** Document excerpt **
━━━━━━━━━━━━━━━━━━━━━━━━━━━━━━

I think this used to be the case. Right now, GNOME is IMHO a very very viable competitor to the OS X interface. It's clean, intuitive and just very well integrated. Just like the OS X. Which is probably why distros using GNOME are making inroads into corporations. It's nicer than Windows, cheaper to maintain than OS X and runs on existing machines. I have to say though, anything prior to GNOME 2.8 really sucked in my eyes, so if you tried GNOME before 2.8 was released, give it a try again. You may like what you see. I like it so much that it's making me doubt the upgrade to Tiger. Honestly, no kidding .

All the other free environments like KDE are ... a usability nightmare in my book. KDE is overly complex (look  at that control panel...), and the rest just aren't as fully fledged as OS X, Windows or GNOME.


----------



## Viro (Mar 14, 2005)

mbveau said:
			
		

> Viro; touche, I'll do my research next time. What's a FUD?



After reading my previous post, it sounded a touch aggressive. Sorry about that. Blame it on me just waking up .


----------



## chornbe (Mar 14, 2005)

Viro said:
			
		

> I think this used to be the case. Right now, GNOME is IMHO a very very viable competitor to the OS X interface. It's clean, intuitive and just very well integrated. Just like the OS X. Which is probably why distros using GNOME are making inroads into corporations. It's nicer than Windows, cheaper to maintain than OS X and runs on existing machines. I have to say though, anything prior to GNOME 2.8 really sucked in my eyes, so if you tried GNOME before 2.8 was released, give it a try again. You may like what you see. I like it so much that it's making me doubt the upgrade to Tiger. Honestly, no kidding .
> 
> All the other free environments like KDE are ... a usability nightmare in my book. KDE is overly complex (look  at that control panel...), and the rest just aren't as fully fledged as OS X, Windows or GNOME.



*nods* you make a good point. I honestly have no idea what version of Gnome I'm using on my Fedora box. I should check that out.

━━━━━━━━━━━━━━━━━━━━━━━━━━━━━━

Entries pointing to named objects:
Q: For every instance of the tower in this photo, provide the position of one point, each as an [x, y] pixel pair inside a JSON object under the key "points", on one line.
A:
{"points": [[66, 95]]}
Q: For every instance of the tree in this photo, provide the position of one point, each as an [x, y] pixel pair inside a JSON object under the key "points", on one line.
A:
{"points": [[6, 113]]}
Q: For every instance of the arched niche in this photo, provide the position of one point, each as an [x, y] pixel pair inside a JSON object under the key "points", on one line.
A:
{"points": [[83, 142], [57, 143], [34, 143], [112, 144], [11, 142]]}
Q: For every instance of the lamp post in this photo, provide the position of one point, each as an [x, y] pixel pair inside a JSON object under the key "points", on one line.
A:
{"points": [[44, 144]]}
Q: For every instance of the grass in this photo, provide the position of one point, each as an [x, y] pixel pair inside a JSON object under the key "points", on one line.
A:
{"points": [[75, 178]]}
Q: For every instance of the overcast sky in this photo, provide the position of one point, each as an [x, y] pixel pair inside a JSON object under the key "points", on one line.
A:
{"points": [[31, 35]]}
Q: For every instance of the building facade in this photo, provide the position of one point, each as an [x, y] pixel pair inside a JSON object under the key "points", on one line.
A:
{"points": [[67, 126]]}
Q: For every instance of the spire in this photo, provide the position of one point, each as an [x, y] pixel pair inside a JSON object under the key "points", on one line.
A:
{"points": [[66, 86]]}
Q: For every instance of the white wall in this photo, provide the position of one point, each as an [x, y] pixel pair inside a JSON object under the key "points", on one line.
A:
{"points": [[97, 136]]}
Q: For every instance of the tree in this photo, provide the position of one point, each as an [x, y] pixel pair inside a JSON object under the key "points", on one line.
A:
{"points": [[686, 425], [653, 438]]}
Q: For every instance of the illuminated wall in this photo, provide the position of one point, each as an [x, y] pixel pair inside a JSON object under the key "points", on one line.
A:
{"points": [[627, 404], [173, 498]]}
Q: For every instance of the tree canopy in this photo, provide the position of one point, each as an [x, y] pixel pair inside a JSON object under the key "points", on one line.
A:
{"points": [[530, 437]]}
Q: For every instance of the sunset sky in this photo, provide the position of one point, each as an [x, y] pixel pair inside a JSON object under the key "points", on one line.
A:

━━━━━━━━━━━━━━━━━━━━━━━━━━━━━━

** Exercises to complete **
1. In the GNOME forum thread, which version of GNOME marks the line before which the desktop "really sucked"?
2. Condense the paragraph of the GNOME forum thread that begins "I think this used to be the case" into a bulleted list that keeps its main facts.

** Exercise answers **
1. GNOME 2.8

2.
- GNOME is now a very viable competitor to the OS X interface: clean, intuitive and well integrated.
- This is probably why distros using GNOME are making inroads into corporations.
- It is nicer than Windows, cheaper to maintain than OS X, and runs on existing machines.
- Versions before GNOME 2.8 were poor, so anyone who tried GNOME before 2.8 should try it again.
- The writer likes it enough to doubt the upgrade to Tiger.